:: Entries supplied ::
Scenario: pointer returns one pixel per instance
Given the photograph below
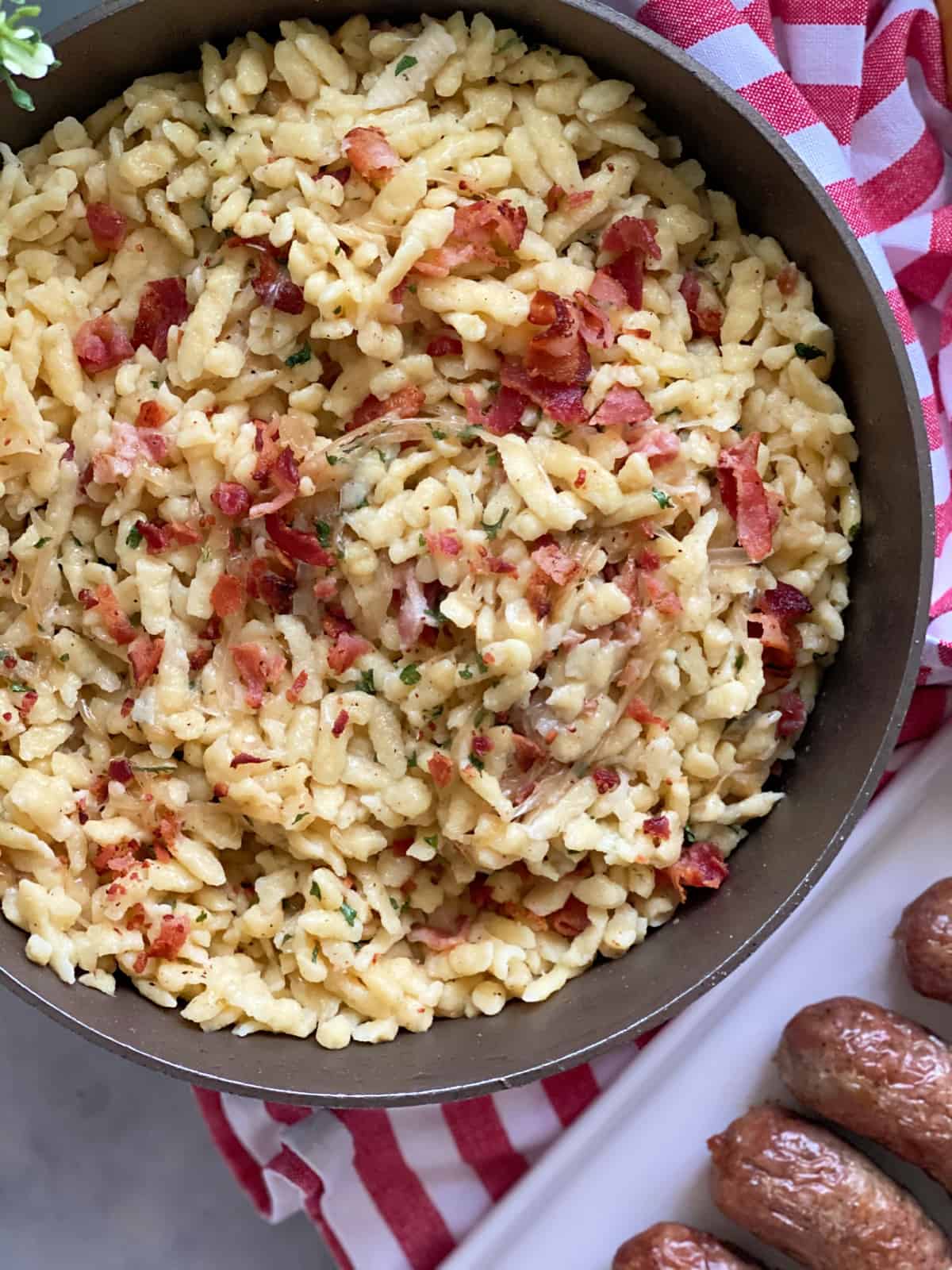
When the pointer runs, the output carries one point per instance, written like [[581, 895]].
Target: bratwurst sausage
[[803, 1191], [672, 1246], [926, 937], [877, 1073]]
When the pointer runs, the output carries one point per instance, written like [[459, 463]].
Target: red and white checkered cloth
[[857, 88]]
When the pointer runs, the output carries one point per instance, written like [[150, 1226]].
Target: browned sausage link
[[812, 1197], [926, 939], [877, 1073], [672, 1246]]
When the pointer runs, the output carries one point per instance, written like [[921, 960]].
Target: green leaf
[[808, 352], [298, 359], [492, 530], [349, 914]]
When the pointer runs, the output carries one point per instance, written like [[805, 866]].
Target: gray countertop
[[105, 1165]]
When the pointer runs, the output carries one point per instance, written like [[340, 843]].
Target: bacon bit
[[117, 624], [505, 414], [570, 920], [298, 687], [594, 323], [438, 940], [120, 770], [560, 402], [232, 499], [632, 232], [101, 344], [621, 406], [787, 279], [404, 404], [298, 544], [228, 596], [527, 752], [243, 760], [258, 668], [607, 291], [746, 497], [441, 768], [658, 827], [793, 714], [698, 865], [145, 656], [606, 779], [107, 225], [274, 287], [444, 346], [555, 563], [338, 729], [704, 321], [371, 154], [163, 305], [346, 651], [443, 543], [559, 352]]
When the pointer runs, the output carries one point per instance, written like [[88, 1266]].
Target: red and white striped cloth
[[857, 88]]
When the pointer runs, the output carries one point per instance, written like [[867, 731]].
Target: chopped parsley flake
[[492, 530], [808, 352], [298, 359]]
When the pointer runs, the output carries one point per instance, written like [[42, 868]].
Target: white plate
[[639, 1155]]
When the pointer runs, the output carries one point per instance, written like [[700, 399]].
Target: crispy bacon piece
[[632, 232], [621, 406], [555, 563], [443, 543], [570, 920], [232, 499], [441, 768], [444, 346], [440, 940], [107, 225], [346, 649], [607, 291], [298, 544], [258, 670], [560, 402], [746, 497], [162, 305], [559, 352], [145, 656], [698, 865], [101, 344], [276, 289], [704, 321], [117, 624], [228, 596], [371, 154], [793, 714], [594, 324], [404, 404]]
:::
## Your task
Copy out all the records exactly as they read, and omit the pictures.

## Result for this exercise
Scenario: pointer returns one pixel per instance
Given the photograph below
When the pointer runs, the output carries one point per instance, written like [[581, 895]].
Target: bratwurst sausage
[[803, 1191], [672, 1246], [926, 937], [877, 1073]]
When the pointer runs, the output carries one point per instance, written like [[459, 463]].
Target: red and white checkered cloth
[[857, 88]]
When the pointer runs, the output carries one point per instance, written like [[150, 1226]].
Target: browned sausage link
[[812, 1197], [926, 939], [877, 1073], [672, 1246]]
When the pointer runs, the output carries one point per instance, written like [[921, 960]].
Target: green leaf
[[808, 352], [298, 359], [492, 530], [349, 914]]
When the pointer runs, the output carries one point per instance, written like [[805, 866]].
Target: gray countertop
[[105, 1165]]
When the pointer runs, the output carries one point per instance, written like [[340, 843]].
Target: bacon bit
[[117, 624], [505, 414], [570, 920], [298, 687], [594, 323], [438, 940], [120, 770], [560, 402], [232, 499], [632, 232], [101, 344], [621, 406], [787, 279], [404, 404], [298, 544], [228, 596], [527, 752], [243, 760], [258, 668], [607, 291], [746, 497], [441, 768], [658, 827], [793, 714], [698, 865], [145, 656], [606, 779], [107, 225], [274, 287], [444, 346], [555, 563], [338, 729], [704, 321], [371, 154], [163, 305], [346, 651], [443, 543], [559, 352]]
When the pointer runs, the output carries one point per instance, written like [[88, 1266]].
Target: red and white striped cloth
[[857, 88]]
When the pointer runs, the output carries one point per instance, written like [[867, 731]].
Target: chopped parsley flake
[[492, 530], [808, 352], [298, 359]]
When the pointer runs, the output carries one point per instance, written like [[42, 868]].
Target: white plate
[[639, 1155]]
When the pointer runs, the output carries one point per instance, written like [[700, 399]].
Target: crispy bacon piece
[[632, 232], [621, 406], [555, 563], [443, 543], [570, 920], [232, 499], [441, 768], [444, 346], [440, 940], [107, 225], [346, 649], [607, 291], [298, 544], [258, 670], [560, 402], [746, 497], [162, 305], [559, 352], [145, 656], [698, 865], [101, 344], [276, 289], [704, 321], [117, 624], [228, 596], [371, 154], [793, 714], [594, 324], [404, 404]]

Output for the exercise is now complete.